_Records provided_.

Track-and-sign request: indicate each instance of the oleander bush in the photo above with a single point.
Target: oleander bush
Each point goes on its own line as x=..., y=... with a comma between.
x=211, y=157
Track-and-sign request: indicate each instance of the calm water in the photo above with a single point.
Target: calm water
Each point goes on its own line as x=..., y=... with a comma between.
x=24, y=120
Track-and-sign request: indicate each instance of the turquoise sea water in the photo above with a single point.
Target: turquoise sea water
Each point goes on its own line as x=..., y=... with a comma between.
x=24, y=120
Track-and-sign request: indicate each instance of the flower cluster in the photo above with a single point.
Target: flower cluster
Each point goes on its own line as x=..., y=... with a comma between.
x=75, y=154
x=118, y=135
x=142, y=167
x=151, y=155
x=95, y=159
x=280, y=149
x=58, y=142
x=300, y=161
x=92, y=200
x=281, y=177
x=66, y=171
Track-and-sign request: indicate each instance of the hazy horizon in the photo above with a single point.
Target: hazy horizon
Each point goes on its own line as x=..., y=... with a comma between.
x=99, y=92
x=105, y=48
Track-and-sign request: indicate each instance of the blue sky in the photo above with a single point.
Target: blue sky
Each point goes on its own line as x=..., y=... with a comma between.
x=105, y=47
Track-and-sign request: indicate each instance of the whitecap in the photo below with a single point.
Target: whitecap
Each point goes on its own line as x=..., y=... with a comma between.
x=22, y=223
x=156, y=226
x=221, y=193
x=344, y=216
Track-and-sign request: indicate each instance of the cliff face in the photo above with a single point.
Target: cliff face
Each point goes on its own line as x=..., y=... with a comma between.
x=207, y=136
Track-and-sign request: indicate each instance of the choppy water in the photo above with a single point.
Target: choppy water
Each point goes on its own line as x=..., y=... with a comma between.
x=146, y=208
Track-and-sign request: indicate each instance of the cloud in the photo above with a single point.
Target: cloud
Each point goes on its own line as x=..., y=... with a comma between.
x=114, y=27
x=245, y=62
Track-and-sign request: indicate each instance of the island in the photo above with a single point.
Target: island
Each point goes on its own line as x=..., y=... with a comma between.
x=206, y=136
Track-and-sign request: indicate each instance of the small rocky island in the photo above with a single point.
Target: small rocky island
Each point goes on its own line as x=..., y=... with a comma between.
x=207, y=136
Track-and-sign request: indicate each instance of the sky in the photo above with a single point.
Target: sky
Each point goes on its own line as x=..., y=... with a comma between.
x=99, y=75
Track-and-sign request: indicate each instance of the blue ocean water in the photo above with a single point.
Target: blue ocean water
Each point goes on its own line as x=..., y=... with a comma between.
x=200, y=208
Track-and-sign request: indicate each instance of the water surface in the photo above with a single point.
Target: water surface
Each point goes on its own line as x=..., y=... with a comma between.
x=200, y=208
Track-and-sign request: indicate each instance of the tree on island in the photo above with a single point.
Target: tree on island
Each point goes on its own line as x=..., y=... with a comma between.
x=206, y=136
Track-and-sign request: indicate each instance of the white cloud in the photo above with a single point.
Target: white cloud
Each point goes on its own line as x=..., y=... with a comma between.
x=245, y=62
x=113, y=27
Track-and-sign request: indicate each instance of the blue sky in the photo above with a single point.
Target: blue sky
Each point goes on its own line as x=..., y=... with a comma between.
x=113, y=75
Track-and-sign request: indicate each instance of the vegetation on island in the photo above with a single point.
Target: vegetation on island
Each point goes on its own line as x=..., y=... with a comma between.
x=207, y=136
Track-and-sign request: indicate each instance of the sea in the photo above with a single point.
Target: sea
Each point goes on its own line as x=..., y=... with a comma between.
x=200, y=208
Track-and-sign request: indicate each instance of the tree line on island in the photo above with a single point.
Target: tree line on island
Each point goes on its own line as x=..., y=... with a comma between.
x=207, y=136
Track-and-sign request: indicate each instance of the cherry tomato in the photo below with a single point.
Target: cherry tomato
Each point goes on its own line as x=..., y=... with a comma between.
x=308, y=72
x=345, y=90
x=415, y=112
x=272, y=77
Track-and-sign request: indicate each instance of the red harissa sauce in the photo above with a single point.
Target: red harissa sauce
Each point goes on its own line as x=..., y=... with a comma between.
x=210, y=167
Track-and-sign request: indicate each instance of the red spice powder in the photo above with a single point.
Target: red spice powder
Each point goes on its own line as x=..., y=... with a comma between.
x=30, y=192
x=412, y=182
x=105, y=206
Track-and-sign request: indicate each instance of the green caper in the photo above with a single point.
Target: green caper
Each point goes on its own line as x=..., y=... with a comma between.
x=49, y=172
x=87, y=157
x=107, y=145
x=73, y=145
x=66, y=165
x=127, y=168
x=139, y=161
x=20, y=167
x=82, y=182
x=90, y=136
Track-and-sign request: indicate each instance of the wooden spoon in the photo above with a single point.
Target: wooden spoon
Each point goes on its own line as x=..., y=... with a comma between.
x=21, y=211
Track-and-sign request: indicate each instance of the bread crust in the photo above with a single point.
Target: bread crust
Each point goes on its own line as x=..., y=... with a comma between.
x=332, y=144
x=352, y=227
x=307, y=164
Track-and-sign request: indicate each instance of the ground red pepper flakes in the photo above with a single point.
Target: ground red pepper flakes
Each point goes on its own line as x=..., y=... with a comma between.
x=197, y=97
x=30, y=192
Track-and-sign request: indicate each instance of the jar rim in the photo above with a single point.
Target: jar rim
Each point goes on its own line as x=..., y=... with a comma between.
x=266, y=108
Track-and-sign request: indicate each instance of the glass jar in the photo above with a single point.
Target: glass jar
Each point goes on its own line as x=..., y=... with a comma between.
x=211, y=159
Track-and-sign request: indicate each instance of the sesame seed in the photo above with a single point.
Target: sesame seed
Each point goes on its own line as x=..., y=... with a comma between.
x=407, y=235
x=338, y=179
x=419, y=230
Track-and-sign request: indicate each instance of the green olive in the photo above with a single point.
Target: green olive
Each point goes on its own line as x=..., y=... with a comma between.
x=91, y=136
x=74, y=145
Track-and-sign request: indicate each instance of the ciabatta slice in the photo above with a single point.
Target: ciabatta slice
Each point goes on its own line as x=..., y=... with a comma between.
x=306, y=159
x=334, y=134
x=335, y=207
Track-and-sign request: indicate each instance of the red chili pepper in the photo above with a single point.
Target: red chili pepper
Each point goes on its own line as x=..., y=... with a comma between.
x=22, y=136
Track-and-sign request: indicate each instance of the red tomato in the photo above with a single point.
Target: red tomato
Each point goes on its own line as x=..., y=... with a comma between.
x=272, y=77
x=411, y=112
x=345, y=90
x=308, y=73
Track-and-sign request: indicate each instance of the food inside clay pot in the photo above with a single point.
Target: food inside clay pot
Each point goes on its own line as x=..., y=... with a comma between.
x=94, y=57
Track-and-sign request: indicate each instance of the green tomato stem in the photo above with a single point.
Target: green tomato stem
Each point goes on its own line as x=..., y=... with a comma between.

_Written task_. Reproduce the records from the line containing "Track-and-sign request: indicate each instance of the sesame" up to and including the last line of the records, keeping every request line unchanged. Scale each point coordinate in the answers by 0.9 and round to whole numbers, with halves rounded up.

_Answer_.
Track-and-sign request: indicate each instance of the sesame seed in the photo above with a single point.
Target: sesame seed
Each point goes on its own line as x=..., y=... with a comma between.
x=366, y=212
x=304, y=161
x=377, y=207
Track-and-sign request: indicate each instance of the green olive in the photo above with a single point.
Target: green olive
Each point goes on its own line as x=..., y=... with a comma between.
x=82, y=122
x=67, y=131
Track-and-sign request: indicate each instance of the ciabatta slice in the photo above with a single point.
Target: ciabatta slice
Each point goes on its own line as x=..., y=... with a comma between.
x=275, y=143
x=301, y=121
x=302, y=186
Track-and-sign request: indicate each instance of the red chili pepper in the photo above with a single point.
Target: red chili pepper
Each point goes on its own line as x=..., y=... with a comma between.
x=20, y=122
Track-and-sign request: indicate each instance of the red tomato in the photo above with a single point.
Target: red tomato
Each point goes on its own line as x=..., y=... with a comma between.
x=245, y=69
x=370, y=101
x=311, y=81
x=277, y=66
Track-and-sign request: indicate each instance of the food inside clay pot in the photo above with a single point.
Target: food inside clay pot
Each point goes on its own line as x=..., y=... with a comma between.
x=85, y=51
Track-and-sign request: indicate each instance of the green tomato stem in the photo above with a single point.
Target: green tomato stem
Each point goes on its own line as x=..., y=... with a comma between.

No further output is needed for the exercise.